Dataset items
────
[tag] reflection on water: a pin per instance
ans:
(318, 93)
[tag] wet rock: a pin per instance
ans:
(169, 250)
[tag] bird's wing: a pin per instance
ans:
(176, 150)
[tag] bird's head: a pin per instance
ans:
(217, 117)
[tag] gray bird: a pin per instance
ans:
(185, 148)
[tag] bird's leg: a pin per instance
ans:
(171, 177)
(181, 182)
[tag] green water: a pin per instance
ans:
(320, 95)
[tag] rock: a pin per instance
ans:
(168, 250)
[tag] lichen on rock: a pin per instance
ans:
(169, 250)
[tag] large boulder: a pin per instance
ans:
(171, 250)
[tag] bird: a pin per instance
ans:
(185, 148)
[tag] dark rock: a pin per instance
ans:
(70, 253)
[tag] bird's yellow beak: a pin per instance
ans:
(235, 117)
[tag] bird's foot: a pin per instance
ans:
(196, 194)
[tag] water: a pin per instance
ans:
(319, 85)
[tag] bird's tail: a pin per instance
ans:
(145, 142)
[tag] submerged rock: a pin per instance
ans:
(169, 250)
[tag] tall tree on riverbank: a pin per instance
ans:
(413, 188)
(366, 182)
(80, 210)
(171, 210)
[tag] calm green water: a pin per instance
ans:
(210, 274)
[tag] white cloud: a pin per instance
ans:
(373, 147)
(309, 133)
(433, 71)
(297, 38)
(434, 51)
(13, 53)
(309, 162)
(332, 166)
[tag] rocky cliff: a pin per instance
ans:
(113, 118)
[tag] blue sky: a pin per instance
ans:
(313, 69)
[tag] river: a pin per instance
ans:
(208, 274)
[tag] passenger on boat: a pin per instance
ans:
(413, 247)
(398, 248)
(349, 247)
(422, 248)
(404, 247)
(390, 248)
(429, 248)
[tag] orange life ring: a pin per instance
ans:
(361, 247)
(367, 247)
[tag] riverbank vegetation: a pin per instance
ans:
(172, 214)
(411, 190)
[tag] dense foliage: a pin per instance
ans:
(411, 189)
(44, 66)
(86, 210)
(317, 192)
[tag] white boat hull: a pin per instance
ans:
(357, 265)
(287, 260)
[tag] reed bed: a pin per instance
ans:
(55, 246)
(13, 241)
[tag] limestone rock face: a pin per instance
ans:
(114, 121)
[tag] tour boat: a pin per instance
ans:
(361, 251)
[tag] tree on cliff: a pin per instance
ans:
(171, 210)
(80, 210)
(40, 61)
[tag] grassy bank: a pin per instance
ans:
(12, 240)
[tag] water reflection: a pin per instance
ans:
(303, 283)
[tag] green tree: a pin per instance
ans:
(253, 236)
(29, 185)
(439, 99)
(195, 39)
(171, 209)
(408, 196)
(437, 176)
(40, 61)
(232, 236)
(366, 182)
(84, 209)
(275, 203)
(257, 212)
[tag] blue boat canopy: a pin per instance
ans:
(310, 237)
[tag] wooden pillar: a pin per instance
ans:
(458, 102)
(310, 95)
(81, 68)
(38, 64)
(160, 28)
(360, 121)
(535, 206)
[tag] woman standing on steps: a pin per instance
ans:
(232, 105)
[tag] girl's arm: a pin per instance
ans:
────
▸ Your assignment
Copy the data above in full, exactly as it reads.

▸ Task answer
[tag] reflection on water: a pin per instance
ans:
(318, 93)
[tag] wet rock: a pin per instance
ans:
(169, 250)
[tag] bird's wing: a pin per instance
ans:
(176, 150)
[tag] bird's head: a pin per instance
ans:
(217, 117)
[tag] gray bird: a pin per instance
ans:
(185, 148)
[tag] bird's leg: a pin per instance
ans:
(171, 177)
(181, 182)
[tag] green water: a pin per instance
ans:
(320, 95)
[tag] rock: a pin per instance
ans:
(168, 250)
[tag] lichen on rock: a pin per instance
ans:
(169, 250)
[tag] large boulder: a pin per instance
ans:
(171, 250)
[tag] bird: a pin per instance
ans:
(185, 148)
[tag] dark rock: a pin per instance
ans:
(70, 253)
[tag] bird's yellow beak: a pin per instance
ans:
(235, 117)
[tag] bird's foot: a pin per instance
ans:
(196, 194)
[tag] water: a pin per instance
ans:
(319, 85)
[tag] bird's tail: a pin per instance
ans:
(145, 142)
[tag] submerged rock: a pin per instance
ans:
(169, 250)
[tag] tall tree on riverbank: a pin per instance
ans:
(413, 188)
(366, 182)
(80, 210)
(171, 210)
[tag] calm green water: a pin per instance
ans:
(210, 274)
[tag] white cloud: a pin per instance
ans:
(373, 147)
(309, 133)
(433, 71)
(297, 38)
(434, 51)
(13, 53)
(309, 162)
(332, 166)
[tag] rocky cliff: a pin per instance
ans:
(113, 118)
[tag] blue sky: a pin per instance
ans:
(313, 69)
[tag] river: a pin per instance
ans:
(208, 274)
[tag] passenger on boat: a pin per instance
ans:
(413, 247)
(398, 248)
(349, 247)
(422, 248)
(404, 247)
(390, 248)
(429, 248)
[tag] orange life ring: a pin per instance
ans:
(361, 247)
(367, 247)
[tag] riverbank vegetation: a pin per instance
ans:
(172, 214)
(411, 190)
[tag] dense foliage: a pin per instance
ans:
(411, 189)
(44, 66)
(86, 210)
(317, 192)
[tag] white boat hull: a pin per instance
ans:
(357, 265)
(287, 260)
[tag] reed bed: a pin per instance
ans:
(55, 246)
(13, 241)
[tag] limestone rock face: a pin per instance
ans:
(114, 121)
[tag] tour boat: a pin per instance
ans:
(361, 251)
[tag] tree on cliff: a pin per instance
ans:
(171, 210)
(80, 210)
(40, 61)
[tag] grassy bank: a pin per instance
ans:
(12, 240)
[tag] water reflection: a pin per instance
ans:
(303, 283)
[tag] green tree: a pin per instance
ans:
(253, 236)
(29, 185)
(439, 99)
(195, 39)
(171, 209)
(408, 196)
(437, 176)
(40, 61)
(232, 236)
(366, 182)
(84, 209)
(275, 203)
(257, 212)
[tag] blue boat canopy: a pin per instance
ans:
(310, 237)
[tag] wooden pillar: a pin per instance
ans:
(458, 102)
(310, 95)
(81, 68)
(38, 64)
(160, 28)
(360, 121)
(535, 206)
[tag] woman standing on steps: a pin per instance
ans:
(232, 105)
[tag] girl's arm: a pin per instance
ans:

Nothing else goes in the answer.